**GIVEN EXERCISE:** Please reproduce every one of the following rows word for word, in the same order and with the same line breaks.

**RECORD EXTRACTS:**
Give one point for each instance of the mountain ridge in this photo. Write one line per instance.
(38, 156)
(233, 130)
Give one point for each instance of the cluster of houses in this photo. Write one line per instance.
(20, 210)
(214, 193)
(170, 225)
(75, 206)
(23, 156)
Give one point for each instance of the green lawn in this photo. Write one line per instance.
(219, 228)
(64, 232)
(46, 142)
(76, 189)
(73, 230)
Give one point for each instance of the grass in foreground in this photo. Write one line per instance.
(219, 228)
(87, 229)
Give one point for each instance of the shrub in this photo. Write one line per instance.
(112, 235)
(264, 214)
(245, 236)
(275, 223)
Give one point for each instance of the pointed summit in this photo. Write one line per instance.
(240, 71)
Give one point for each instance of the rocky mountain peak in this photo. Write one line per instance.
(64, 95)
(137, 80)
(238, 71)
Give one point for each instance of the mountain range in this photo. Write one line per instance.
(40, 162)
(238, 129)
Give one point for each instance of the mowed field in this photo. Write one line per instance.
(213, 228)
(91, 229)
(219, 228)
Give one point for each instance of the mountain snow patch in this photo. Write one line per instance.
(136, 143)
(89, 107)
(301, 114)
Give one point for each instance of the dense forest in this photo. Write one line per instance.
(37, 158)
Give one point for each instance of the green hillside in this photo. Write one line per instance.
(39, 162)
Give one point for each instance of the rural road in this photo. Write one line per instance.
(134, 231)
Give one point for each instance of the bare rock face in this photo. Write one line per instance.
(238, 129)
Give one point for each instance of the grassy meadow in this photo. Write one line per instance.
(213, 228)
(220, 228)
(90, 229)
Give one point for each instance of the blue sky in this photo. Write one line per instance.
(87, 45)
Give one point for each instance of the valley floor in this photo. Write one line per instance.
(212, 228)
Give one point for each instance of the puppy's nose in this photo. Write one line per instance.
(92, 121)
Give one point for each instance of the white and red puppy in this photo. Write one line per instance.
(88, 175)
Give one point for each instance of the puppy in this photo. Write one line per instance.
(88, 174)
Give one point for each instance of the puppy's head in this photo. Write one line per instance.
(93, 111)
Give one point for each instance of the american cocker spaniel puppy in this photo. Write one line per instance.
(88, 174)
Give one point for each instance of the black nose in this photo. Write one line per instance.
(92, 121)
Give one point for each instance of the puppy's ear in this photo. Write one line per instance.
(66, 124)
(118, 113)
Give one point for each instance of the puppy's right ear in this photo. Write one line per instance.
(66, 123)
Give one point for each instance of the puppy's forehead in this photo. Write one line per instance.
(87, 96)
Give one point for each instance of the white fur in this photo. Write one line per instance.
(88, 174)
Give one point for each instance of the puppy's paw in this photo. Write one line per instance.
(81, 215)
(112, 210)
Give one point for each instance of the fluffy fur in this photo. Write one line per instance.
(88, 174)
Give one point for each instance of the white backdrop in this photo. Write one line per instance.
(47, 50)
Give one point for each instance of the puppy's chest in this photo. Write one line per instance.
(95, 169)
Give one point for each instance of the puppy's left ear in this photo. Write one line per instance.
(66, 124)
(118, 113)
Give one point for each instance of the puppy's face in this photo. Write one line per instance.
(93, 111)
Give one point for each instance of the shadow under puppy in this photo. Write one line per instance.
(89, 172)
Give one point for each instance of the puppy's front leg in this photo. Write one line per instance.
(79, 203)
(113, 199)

**EXERCISE SOLUTION:**
Give one point for each instance of the mountain ridge in this photo. Write one line per instance.
(38, 156)
(233, 130)
Give one point for each instance of the cluster of houses in this photo. Write one line per instance.
(20, 210)
(214, 193)
(170, 225)
(75, 206)
(23, 156)
Give one point for each instance of the green lawn in this photo. Write one line per instance.
(219, 228)
(64, 232)
(46, 142)
(76, 189)
(73, 230)
Give one point for each instance of the grass in foreground in this photo. Write one line per instance.
(219, 228)
(87, 229)
Give one point for each instance of the shrub in this photo. Write one line per instance.
(112, 235)
(264, 214)
(245, 236)
(275, 223)
Give one point for each instance of the pointed summit in this photo. Write one line per instance.
(240, 71)
Give one point for each instance of the rocky mountain peak in this photo. Write one line per instance.
(64, 95)
(137, 80)
(238, 71)
Give one point for each instance of the mountain range in this photo. Write one line per instance.
(40, 162)
(238, 129)
Give one point for each instance of the mowed field in this photo. Write one line per instance.
(213, 228)
(91, 229)
(219, 228)
Give one point for each instance of the mountain snow patch in this photo. Write one line per instance.
(136, 143)
(89, 107)
(301, 114)
Give one point for each instance of the dense forest in this photo. Write one line per instance.
(37, 158)
Give one point for each instance of the green hillside in this photo. Write one line per instance.
(39, 162)
Give one point for each instance of the rural road in this photo. Write one line per instance.
(134, 231)
Give one point for each instance of the bare rock face in this photo. Write one line per instance.
(238, 129)
Give one point for each instance of the grassy meadow in this photo. Write one line per instance.
(213, 228)
(220, 228)
(90, 229)
Give one point for each instance of the blue sky in this photo. Write one line per instance.
(87, 45)
Give one point for each instance of the valley floor in this photo. Write one line per instance.
(212, 228)
Give one point for each instance of the puppy's nose in this photo. Write one line per instance.
(92, 121)
Give one point for each instance of the white and red puppy in this photo. Write one line per instance.
(88, 175)
Give one point for each instance of the puppy in this photo. Write one line per instance.
(88, 174)
Give one point for each instance of the puppy's head in this photo. Write one line per instance.
(93, 111)
Give one point for each instance of the american cocker spaniel puppy in this photo. Write one line per instance.
(88, 174)
Give one point for each instance of the black nose in this photo. Write one line per instance.
(92, 121)
Give one point for each instance of the puppy's ear in this photo. Write one line per instance.
(66, 124)
(118, 113)
Give one point for each instance of the puppy's right ear in this photo. Write one line per instance.
(66, 123)
Give one point for each instance of the puppy's forehead in this photo. Write one line per instance.
(87, 96)
Give one point for each instance of the white fur in this photo. Write one line per instance.
(88, 174)
Give one point for each instance of the puppy's paw in this photo. Write one line per instance.
(81, 215)
(112, 210)
Give one point for each instance of the fluffy fur in this photo. Write one line per instance.
(88, 174)
Give one point for each instance of the white backdrop in this photo. Write one line per instance.
(47, 50)
Give one point for each instance of the puppy's chest in this photo. Write one line per instance.
(95, 169)
Give one point for each instance of the puppy's left ear in this photo. Write one line per instance.
(66, 124)
(118, 113)
Give one point for each instance of the puppy's face in this photo. Write one line per instance.
(93, 111)
Give one point for each instance of the shadow under puppy in this photo. Write one line per instance.
(89, 172)
Give one point for each instance of the puppy's front leg in this photo. Write one line per instance.
(79, 203)
(113, 199)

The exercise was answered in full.